Start Rows

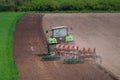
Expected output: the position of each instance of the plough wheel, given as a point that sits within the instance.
(97, 60)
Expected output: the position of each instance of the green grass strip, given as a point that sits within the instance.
(8, 20)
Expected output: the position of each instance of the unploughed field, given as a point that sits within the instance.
(89, 30)
(8, 70)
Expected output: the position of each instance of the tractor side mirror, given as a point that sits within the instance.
(46, 31)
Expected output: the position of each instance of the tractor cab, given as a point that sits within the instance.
(60, 34)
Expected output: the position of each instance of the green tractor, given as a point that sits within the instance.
(60, 35)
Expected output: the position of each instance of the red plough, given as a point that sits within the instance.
(87, 54)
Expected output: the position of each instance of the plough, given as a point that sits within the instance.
(58, 46)
(78, 54)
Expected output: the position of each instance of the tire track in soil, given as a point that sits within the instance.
(29, 41)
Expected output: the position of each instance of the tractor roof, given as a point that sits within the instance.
(59, 27)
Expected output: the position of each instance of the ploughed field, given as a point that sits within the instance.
(30, 41)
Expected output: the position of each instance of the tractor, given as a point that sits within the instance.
(61, 44)
(60, 35)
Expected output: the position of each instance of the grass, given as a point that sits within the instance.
(8, 20)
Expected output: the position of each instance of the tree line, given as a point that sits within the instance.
(58, 5)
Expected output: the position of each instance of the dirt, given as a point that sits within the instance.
(30, 41)
(99, 30)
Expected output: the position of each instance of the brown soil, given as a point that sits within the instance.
(30, 41)
(99, 30)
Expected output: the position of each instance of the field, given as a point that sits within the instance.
(20, 45)
(8, 70)
(89, 30)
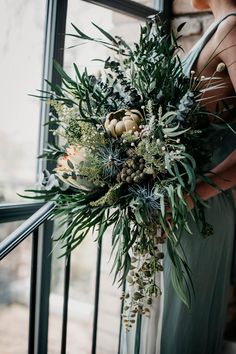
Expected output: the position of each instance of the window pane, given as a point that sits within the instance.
(21, 48)
(14, 295)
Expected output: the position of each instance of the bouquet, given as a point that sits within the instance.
(130, 148)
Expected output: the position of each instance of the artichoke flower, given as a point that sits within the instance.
(122, 121)
(67, 169)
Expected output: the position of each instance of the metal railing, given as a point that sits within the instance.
(39, 300)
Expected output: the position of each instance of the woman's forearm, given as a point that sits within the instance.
(223, 176)
(224, 180)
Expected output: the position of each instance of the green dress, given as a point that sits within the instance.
(172, 328)
(200, 330)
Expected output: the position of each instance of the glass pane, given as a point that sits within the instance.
(14, 295)
(21, 48)
(83, 270)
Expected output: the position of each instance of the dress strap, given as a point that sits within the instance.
(191, 57)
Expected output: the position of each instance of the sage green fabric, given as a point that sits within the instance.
(172, 328)
(200, 329)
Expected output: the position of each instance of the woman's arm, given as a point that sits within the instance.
(224, 176)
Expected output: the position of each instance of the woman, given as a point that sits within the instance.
(173, 329)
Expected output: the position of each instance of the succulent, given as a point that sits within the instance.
(122, 121)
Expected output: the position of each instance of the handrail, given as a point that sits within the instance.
(25, 229)
(18, 211)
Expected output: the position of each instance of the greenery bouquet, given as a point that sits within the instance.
(130, 149)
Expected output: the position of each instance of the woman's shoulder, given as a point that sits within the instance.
(226, 30)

End Rows

_Brief_
Please recast all of the records above as a JSON list of strings, one string per line, with blank lines skipped and the pictures left out.

_Result of this exercise_
[
  "Expected output: the position of each instance of the plough wheel, given as a point that sits within the instance.",
  "(97, 60)",
  "Expected output: the position of each instance of the green grass strip, given as a point that sits within the instance.",
  "(8, 20)",
  "Expected output: the position of each instance of the unploughed field, given as a point that sits within the instance.",
  "(89, 30)",
  "(8, 70)",
  "Expected output: the position of each instance of the tractor side mirror, given as a point that sits within the instance.",
  "(46, 31)",
  "Expected output: the position of each instance of the tractor cab, given as a point that sits within the instance.",
  "(60, 34)",
  "Expected output: the position of each instance of the green tractor, given as a point that sits within the instance.",
  "(60, 35)",
  "Expected output: the position of each instance of the red plough, given as a point that sits within the instance.",
  "(87, 54)",
  "Expected output: the position of each instance of the plough, given as a point that sits within the instance.",
  "(58, 46)",
  "(78, 54)",
  "Expected output: the position of each instance of the tire track in soil, given as a point that sits within the instance.",
  "(29, 41)",
  "Expected output: the position of each instance of the tractor roof, given as a point that sits within the instance.",
  "(59, 27)",
  "Expected output: the position of each instance of the ploughed field, given as a point that sits within the instance.",
  "(30, 41)",
  "Expected output: the position of each instance of the tractor, given as a point that sits within the instance.",
  "(61, 44)",
  "(60, 35)",
  "Expected output: the position of each instance of the grass, given as a point that sits within the instance.",
  "(8, 20)",
  "Expected output: the position of each instance of the tree line, given as a point that sits within the instance.",
  "(58, 5)",
  "Expected output: the position of each instance of the dirt, given as a point that sits within the instance.",
  "(30, 41)",
  "(99, 30)",
  "Expected output: the position of each instance of the brown soil, given as a point that sits within the instance.",
  "(30, 41)",
  "(99, 30)",
  "Expected output: the position of each instance of the field, given as a point that sits within the instance.",
  "(20, 45)",
  "(8, 70)",
  "(89, 30)",
  "Expected output: the position of each instance of the window pane, given as a point that sits within the instance.",
  "(21, 48)",
  "(14, 295)",
  "Expected output: the position of each instance of the bouquet, given as a point that sits within the instance.",
  "(130, 148)",
  "Expected output: the position of each instance of the artichoke flower, given as a point that sits within the instance.",
  "(122, 121)",
  "(67, 169)",
  "Expected output: the position of each instance of the metal railing, given as a point that sits within the instance.",
  "(39, 300)",
  "Expected output: the position of each instance of the woman's forearm, given as a point that sits within the instance.",
  "(223, 176)",
  "(224, 180)",
  "Expected output: the position of each instance of the green dress, given as a point that sits within the instance.",
  "(172, 328)",
  "(200, 330)",
  "Expected output: the position of each instance of the glass pane, given as a point that sits within the instance.",
  "(14, 295)",
  "(21, 48)",
  "(83, 270)",
  "Expected output: the position of each instance of the dress strap, given as a point that sits within the instance.",
  "(191, 57)",
  "Expected output: the position of each instance of the sage green fabric, given as a point that sits within the instance.",
  "(172, 328)",
  "(200, 329)",
  "Expected output: the position of each instance of the woman's arm, given as a point that sits within the instance.",
  "(224, 176)",
  "Expected output: the position of each instance of the woman, given as a point that sits within the instance.",
  "(173, 329)",
  "Expected output: the position of each instance of the succulent, given as a point that sits within the instance.",
  "(122, 121)",
  "Expected output: the position of each instance of the handrail, given as a point that sits within the instance.",
  "(25, 229)",
  "(18, 211)",
  "Expected output: the position of each instance of the greenery bouquet, given as a point that sits within the instance.",
  "(130, 149)",
  "Expected output: the position of each instance of the woman's shoulder, given as a point that sits within the instance.",
  "(226, 30)"
]